• [Information shown]
------------------------

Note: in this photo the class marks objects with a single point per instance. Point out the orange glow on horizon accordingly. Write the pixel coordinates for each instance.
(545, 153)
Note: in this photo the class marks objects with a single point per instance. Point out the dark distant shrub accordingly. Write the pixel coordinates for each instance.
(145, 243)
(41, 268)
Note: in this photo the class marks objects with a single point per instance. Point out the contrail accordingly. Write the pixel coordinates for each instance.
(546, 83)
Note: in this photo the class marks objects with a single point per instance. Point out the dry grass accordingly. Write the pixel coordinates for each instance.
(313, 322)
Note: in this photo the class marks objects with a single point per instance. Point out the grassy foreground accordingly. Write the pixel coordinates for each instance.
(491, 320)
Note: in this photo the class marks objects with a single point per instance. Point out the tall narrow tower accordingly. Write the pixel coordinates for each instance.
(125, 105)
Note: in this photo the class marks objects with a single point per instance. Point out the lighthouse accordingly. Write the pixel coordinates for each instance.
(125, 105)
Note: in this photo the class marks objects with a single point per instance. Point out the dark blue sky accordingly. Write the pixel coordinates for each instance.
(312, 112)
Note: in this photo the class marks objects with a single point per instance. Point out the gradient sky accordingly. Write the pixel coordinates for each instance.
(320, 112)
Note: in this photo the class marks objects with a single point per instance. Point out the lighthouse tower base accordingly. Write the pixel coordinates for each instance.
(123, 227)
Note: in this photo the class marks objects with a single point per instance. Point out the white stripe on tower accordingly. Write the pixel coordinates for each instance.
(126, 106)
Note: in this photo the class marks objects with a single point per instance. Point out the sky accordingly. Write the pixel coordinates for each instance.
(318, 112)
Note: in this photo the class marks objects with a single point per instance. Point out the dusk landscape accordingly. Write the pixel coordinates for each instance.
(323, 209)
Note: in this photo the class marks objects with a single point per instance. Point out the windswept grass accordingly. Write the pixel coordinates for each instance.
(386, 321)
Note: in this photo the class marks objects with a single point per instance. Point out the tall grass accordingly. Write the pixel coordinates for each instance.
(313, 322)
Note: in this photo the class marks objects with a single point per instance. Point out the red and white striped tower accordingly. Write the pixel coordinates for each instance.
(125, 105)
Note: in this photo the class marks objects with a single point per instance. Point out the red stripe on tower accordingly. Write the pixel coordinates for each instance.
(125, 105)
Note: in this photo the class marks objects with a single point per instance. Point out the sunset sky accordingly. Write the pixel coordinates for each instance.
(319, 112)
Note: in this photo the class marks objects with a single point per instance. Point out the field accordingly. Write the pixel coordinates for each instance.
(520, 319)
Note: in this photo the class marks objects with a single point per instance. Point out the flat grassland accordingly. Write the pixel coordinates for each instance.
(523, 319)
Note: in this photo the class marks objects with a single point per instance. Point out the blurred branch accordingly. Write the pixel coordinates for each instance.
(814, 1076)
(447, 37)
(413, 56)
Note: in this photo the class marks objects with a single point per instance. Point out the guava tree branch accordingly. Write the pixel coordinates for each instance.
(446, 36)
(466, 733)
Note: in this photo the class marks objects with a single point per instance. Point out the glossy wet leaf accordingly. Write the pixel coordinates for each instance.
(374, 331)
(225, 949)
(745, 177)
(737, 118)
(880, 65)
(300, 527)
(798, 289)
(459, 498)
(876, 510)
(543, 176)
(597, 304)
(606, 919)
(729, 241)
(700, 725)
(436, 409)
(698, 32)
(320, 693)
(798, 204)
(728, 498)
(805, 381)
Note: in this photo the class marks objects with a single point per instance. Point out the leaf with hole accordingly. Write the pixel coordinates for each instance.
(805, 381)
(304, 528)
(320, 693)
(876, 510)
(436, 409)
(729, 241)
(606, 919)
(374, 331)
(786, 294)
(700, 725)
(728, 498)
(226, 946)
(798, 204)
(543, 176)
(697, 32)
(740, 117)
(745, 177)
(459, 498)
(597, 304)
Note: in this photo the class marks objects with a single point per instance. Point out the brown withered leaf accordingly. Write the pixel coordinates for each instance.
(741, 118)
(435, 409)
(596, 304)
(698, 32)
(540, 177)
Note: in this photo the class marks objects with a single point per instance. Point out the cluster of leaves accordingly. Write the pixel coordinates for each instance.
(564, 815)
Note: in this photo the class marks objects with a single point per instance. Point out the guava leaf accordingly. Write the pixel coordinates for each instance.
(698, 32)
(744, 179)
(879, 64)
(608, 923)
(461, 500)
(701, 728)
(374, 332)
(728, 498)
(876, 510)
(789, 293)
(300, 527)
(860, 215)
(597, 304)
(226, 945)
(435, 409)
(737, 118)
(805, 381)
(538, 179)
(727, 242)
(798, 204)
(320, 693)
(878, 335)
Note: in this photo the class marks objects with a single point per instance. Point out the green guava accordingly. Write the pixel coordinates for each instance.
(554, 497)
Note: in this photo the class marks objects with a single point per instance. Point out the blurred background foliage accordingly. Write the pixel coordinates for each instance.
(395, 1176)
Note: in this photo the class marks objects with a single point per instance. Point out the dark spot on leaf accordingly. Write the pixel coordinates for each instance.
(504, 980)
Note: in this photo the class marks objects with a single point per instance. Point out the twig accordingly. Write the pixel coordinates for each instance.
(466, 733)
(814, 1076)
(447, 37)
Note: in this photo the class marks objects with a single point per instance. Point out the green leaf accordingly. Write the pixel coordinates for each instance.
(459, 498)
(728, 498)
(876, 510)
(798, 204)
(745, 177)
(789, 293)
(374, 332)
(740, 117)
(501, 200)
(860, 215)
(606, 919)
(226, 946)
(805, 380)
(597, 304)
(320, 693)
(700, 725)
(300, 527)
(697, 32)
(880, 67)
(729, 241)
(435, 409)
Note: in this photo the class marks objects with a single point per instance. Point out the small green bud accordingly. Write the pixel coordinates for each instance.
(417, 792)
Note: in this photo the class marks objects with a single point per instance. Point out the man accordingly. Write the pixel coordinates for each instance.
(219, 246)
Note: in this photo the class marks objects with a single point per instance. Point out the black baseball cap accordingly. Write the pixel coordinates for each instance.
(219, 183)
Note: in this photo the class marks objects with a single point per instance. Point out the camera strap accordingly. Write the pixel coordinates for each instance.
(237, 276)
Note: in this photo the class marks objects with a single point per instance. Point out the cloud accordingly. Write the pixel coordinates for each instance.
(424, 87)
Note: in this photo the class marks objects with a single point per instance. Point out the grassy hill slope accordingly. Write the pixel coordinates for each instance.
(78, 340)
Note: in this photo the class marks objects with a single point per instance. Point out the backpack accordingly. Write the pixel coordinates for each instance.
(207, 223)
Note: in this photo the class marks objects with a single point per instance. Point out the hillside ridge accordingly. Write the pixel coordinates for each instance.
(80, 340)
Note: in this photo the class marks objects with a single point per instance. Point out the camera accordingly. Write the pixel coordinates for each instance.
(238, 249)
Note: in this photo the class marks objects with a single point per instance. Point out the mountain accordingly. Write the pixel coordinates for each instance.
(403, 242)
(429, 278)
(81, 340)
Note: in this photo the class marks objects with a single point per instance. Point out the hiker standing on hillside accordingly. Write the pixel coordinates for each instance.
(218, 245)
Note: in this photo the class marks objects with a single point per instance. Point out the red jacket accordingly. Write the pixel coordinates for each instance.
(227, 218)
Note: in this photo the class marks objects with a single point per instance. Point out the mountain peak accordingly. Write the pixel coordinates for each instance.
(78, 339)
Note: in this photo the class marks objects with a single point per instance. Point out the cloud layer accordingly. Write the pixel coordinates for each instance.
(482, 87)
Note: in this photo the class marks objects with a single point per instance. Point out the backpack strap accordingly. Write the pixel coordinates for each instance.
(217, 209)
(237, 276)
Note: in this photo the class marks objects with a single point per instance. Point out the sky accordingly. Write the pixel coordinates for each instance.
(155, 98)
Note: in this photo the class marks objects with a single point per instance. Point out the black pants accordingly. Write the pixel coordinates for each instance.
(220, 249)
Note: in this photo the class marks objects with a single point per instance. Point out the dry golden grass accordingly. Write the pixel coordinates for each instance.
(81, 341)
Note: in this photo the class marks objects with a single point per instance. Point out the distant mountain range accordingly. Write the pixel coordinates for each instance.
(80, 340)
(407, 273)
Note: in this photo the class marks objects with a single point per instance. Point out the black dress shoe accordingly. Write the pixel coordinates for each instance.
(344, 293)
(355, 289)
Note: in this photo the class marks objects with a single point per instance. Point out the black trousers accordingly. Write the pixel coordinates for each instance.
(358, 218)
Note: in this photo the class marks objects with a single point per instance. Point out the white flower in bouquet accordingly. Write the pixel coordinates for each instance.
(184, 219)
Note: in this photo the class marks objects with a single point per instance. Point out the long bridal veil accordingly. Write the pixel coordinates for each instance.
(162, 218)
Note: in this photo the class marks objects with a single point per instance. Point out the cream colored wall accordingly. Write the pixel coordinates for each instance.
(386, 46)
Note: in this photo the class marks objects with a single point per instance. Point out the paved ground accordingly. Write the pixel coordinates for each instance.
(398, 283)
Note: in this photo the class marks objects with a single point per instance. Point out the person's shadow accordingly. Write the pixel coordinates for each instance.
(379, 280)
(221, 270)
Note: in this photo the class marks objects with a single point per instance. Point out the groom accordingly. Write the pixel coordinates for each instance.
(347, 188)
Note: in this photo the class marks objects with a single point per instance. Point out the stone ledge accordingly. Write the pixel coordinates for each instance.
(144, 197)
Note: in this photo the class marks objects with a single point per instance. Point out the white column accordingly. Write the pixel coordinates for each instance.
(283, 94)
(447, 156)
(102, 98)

------------------------

• [Exercise objective]
Every line from the one containing "out the distant" through the end of the entries above must be echoed exactly, with both ends kept.

• [Solved exercise]
Note: in this photo the class marks objects with a single point per instance. Point out the distant mountain range accordingly. Write the pixel coordinates for each instance.
(80, 340)
(407, 273)
Note: in this photo the class marks objects with a single point per instance. Point out the black dress shoe accordingly. Write the pixel coordinates for each instance.
(344, 293)
(355, 289)
Note: in this photo the class marks objects with a single point per instance. Point out the black trousers accordingly. Write the pixel coordinates for each instance.
(358, 218)
Note: in this photo the class marks objects with a single point per instance. Point out the white flower in bouquet accordingly. Write the pixel coordinates for each instance.
(184, 219)
Note: in this photo the class marks objects with a single point per instance. Point out the long bridal veil accordingly. Write the pixel coordinates for each instance.
(162, 218)
Note: in this photo the class marks objects with a single point per instance. Point out the cream colored wall accordingly. Write the pixel coordinates for each instance.
(386, 46)
Note: in this photo the class marks objects with a single point per instance. Point out the paved ground accordingly. Write the pixel coordinates for each instance.
(398, 283)
Note: in this photo the class marks objects with a single point per instance. Point out the person's shadow accordingly. Write the pixel coordinates for each instance.
(379, 280)
(221, 270)
Note: in this photo the class marks objects with a single point per instance. Point out the groom accordingly. Write the pixel coordinates for each instance.
(347, 188)
Note: in this photo the class marks objects with a single point per instance. Point out the stone ledge accordingly. Write the pixel coordinates for each instance.
(144, 197)
Note: in this photo the class marks objects with a single point per instance. Point out the white column accordingly. Write the pixel coordinates for each instance.
(283, 94)
(447, 156)
(102, 98)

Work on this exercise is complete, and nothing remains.